--- start of PROVIDED PASSAGE ---

WIP 2020: Am tidying up this post so things are a little messy right now!
Travellers looking to indulge in some arts and culture in Singapore should check out the Bras Basah – Bugis precinct in the Civic district. Home to some of Singapore’s more prominent museums and cultural institutions, you’ll find some pretty cool murals and art on its walls and streets as well. Here’s my guide on where to find street art in the Bras Basah – Bugis precinct in Singapore.
If your taste runs to quirkier types of museums, check out some of my favourite small niche museums in Singapore.
More information about the Bras Basah Bugis precinct can be found at the BBB website, and I’ve included a Google Map here as well. Most of the murals are in the Bras Basah area, but I’ve also included a category for Fort Canning as well.
Armenian Street has some pretty interesting buildings in its vicinity, like the Peranakan Museum and Singapore Philatelic Museum (both currently closed for major revamp). It’s usually one of the major venues for the annual Singapore Night Festival and in recent years, it has been converted into a pedestrianised street and is home to some pretty cool murals as well.
Location: low wall in front of carpark next to Peranakan Museum
This artwork was a collaborative effort by the RSCLS crew that was commissioned by the National Heritage Board in celebration of their 20th Anniversary in 2013. Located in front of the carpark right next to the Peranakan Museum, the low wall is emblazoned with a rainbow coloured artwork depicting the cultural flavour of the Bugis Bras Basah district. The little mosaic pieces depicting famous buildings in the area amidst the artwork remind me of Invader.
The Substation is Singapore’s first independent contemporary arts centre and occasionally has some pretty avant-garde performances or exhibitions on show. Naturally, its walls are also home to various interesting artworks, some of those on the side alley lower walls rotate often enough, but others have been there for a long time.
For some live music by Singaporean musicians and a drink or two, head to the original Timbre outlet at the back of the Substation – just follow the sound of live music by Singaporean musicians!
Location: Side Alley between Peranakan Museum and Substation
This SpeakCryptic work high up on the wall from 2019 is called Sing Along If You Know The Words and based on the idea of a mosh pit. It’s done in his signature black and white style (Like his piece in Little India).
Location: Side alley (lower walls)
These works here seem to rotate fairly frequently. Some of the works that I saw in 2020:
Here’s a look at some older artworks that were painted over:
Location: Back wall of Substation next to Timbre entrance
Towards the back of the alley is a large collaborative mural called the Solidarity Project by Singaporean crew RSCLS with an Indonesian crew in 2013.
Location: Side wall facing SMU / Stamford Road
This wall was a bit of a surprise for me to stumble upon when I was searching for the theatre at the Nanyang Academy of Fine Arts (NAFA). It’s located just behind the Objectifs Gallery and popular restaurant Artichoke in a narrow alleyway.

--- end of PROVIDED PASSAGE ---
--- start of DATA ROWS ---

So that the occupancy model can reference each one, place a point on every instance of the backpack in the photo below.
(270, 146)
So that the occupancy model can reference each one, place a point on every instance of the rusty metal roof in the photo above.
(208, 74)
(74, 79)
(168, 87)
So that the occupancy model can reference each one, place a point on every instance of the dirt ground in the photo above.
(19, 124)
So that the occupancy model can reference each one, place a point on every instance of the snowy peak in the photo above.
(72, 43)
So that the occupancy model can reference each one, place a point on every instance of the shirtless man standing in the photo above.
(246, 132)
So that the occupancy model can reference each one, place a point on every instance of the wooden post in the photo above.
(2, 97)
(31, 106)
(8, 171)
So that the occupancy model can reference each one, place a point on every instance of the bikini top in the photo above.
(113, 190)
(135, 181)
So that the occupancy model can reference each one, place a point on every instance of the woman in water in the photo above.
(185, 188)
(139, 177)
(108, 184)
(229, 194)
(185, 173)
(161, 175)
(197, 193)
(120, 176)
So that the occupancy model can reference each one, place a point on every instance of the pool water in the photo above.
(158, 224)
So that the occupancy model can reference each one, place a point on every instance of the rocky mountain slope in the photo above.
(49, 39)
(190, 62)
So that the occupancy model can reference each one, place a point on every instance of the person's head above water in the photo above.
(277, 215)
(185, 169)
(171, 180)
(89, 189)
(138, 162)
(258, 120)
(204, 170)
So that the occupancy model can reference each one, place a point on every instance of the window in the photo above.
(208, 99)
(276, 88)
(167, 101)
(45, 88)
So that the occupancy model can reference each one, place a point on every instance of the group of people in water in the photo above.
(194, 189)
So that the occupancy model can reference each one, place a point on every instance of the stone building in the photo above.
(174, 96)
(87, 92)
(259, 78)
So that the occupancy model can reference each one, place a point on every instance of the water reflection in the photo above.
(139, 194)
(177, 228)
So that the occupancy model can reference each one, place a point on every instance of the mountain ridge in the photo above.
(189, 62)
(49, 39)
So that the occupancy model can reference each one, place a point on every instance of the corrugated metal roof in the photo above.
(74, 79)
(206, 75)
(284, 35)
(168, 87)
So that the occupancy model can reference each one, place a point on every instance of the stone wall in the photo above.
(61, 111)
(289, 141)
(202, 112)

--- end of DATA ROWS ---

#### [TASK REQUIREMENTS]
According to the Singapore street art guide, which organization commissioned the RSCLS artwork on the low wall next to the Peranakan Museum? These records were taken from a different source than the text.

#### [RESPONSE TO THE TASK]
The National Heritage Board commissioned it to celebrate its 20th anniversary in 2013.